# WRITTEN INSTRUCTION:
Convert every line of the listing below into a JSON array of strings, one string per line, skipping any blank lines.

(Records from a set of point labels)
++++++++++

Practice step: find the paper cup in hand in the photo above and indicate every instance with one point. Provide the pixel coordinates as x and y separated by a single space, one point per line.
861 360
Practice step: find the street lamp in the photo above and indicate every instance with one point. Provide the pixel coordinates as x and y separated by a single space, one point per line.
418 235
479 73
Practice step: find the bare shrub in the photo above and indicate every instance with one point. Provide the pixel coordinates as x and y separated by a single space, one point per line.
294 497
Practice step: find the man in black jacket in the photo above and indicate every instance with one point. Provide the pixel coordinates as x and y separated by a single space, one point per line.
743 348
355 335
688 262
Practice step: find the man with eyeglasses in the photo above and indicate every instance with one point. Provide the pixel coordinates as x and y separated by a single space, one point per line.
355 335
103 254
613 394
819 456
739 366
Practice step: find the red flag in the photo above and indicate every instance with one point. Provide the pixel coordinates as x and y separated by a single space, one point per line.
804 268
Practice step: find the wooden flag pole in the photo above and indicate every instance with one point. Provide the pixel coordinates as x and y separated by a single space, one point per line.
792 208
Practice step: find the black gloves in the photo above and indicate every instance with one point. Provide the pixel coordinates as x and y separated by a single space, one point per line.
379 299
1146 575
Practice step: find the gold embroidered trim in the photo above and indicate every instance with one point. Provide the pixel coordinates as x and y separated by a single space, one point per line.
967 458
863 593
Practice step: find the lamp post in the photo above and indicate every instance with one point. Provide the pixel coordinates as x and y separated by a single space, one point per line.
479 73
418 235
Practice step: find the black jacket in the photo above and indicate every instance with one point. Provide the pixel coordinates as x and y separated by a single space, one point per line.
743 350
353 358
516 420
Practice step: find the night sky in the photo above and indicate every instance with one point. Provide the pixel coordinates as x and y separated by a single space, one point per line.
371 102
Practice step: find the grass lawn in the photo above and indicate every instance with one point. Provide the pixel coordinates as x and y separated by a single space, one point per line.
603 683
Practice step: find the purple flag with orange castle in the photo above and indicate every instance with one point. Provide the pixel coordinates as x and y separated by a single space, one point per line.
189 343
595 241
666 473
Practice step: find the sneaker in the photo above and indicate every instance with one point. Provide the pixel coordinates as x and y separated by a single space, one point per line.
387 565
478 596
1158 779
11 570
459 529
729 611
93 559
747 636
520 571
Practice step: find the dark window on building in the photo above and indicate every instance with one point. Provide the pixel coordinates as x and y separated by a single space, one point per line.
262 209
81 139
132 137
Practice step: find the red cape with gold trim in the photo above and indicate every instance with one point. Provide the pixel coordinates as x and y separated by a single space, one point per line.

++++++++++

# WRITTEN RESPONSE:
[
  "Practice step: find the paper cup in hand in the photo above and indicate every instance with one point. Provide the pixel coordinates as x and y separated by a single space, one point per line.",
  "861 360",
  "Practice step: find the street lamp in the photo above and indicate every instance with one point. Provide the pixel coordinates as x and y separated by a single space, one point per line.",
  "418 235",
  "479 73",
  "Practice step: find the bare shrub in the photo above and indicate every instance with one point. Provide the pixel coordinates as x and y separated by a single space, one point per line.",
  "294 497",
  "Practice step: find the man in black jacket in the photo above and indicate every instance with one point. Provide the pixel coordinates as x and y separated by a single space, one point per line.",
  "743 348",
  "355 335",
  "688 262",
  "Practice step: find the man with eyeglasses in the photo above and indicate every instance with one point. Provide the pixel coordinates as x and y separated by a single space, one point per line.",
  "355 335",
  "103 254",
  "613 394",
  "819 456",
  "739 366",
  "Practice step: find the red flag in the photo above and indicate every instance with one point. Provide the pixel coordinates as x and y separated by a single space, one point per line.",
  "804 268",
  "Practice step: find the wooden flag pole in the photo above and indicate every instance with one point. Provide the pixel coordinates as x and y separated by a single space, one point per line.",
  "792 208",
  "Practice step: find the black gloves in the photo above and indicate every instance with one point. Provide the pixel coordinates as x and y separated by a single space, one point per line.",
  "379 299",
  "1146 575",
  "Practice step: find the gold embroidered trim in the photo above and indicate every instance with one point. Provide the pixel coordinates as x and y separated by a single space, one point per line.",
  "967 458",
  "863 593",
  "Practice step: find the lamp post in the photo above and indicate every instance with one point. Provide the pixel coordinates as x and y separated by a single space, one point per line.",
  "479 73",
  "418 235",
  "Practice step: find the black jacket in the photo above and indicate every instance with one point. Provide the pixel coordinates as x and y separated by a single space, one point per line.",
  "743 350",
  "353 358",
  "516 420",
  "Practice step: find the night sky in the photo above and indicate every instance with one point. Provide the pixel coordinates as x and y separated by a single space, one point per line.",
  "371 102",
  "Practice step: find the grass lawn in the photo above and indicate every instance with one point. Provide the pixel coordinates as x and y separated by a single space, one point per line.",
  "603 683",
  "Practice step: find the purple flag with orange castle in the photo above and indicate every instance with one point. Provide the pixel coordinates as x and y separated by a single space, one point per line.",
  "189 343",
  "595 241",
  "666 473",
  "Practice step: find the sneaker in the photo above and indicate every instance with one point. Provide the pixel coordinates as x and y separated by a single space, one point per line.",
  "387 565",
  "478 596",
  "1158 779",
  "11 570",
  "459 529",
  "729 611",
  "93 559",
  "747 636",
  "520 571",
  "Practice step: find the dark window on building in the photo above and indicate every instance with one point. Provide the pixel coordinates as x and y separated by a single space, one point per line.",
  "262 209",
  "81 139",
  "132 137",
  "Practice step: find the red cape with gold trim in the photo above and indicate every instance with one point. Provide the pixel coordinates as x and y separated by a single space, one point per line."
]